--- START OF DATA PROVIDED ---

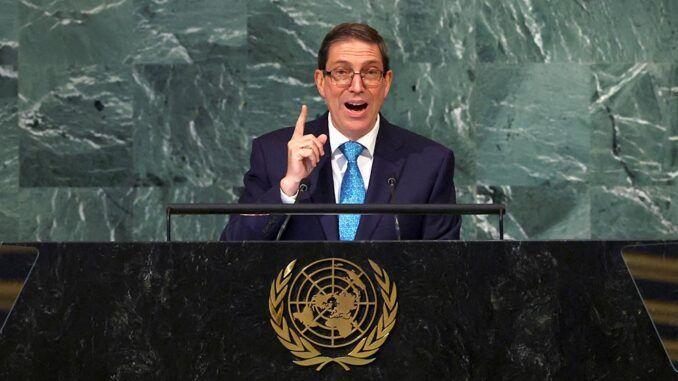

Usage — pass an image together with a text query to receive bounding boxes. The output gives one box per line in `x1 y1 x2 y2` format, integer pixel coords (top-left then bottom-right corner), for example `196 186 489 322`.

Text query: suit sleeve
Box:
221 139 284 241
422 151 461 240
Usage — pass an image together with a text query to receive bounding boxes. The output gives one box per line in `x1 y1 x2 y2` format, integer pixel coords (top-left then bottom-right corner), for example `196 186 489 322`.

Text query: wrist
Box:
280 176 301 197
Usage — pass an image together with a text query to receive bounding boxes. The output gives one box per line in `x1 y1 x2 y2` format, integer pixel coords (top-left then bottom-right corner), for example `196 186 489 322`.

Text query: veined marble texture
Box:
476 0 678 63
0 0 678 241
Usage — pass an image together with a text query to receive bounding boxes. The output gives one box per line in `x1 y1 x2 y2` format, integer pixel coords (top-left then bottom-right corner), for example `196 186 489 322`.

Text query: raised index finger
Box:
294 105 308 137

--- END OF DATA PROVIDED ---
--- START OF DATA PROVIDED ---

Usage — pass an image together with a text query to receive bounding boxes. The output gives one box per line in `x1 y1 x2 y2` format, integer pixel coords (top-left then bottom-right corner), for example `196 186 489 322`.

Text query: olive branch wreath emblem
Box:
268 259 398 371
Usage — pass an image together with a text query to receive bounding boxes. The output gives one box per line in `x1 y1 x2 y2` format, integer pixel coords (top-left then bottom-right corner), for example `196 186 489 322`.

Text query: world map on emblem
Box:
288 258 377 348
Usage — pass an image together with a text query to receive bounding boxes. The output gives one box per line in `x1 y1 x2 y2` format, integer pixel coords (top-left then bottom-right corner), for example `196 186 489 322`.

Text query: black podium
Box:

--- END OF DATA PROVIDED ---
--- START OF DATA PROVIDED ---

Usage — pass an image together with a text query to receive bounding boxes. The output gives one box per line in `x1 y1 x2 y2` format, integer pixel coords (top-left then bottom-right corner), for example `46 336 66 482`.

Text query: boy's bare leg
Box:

--- END OF DATA PROVIDED ---

Filter the material above down to the lines that contain the word "emblem" and copy each of them. Treat uppercase and lowercase as different.

Text query: olive branch wreath emblem
Text query: world map on emblem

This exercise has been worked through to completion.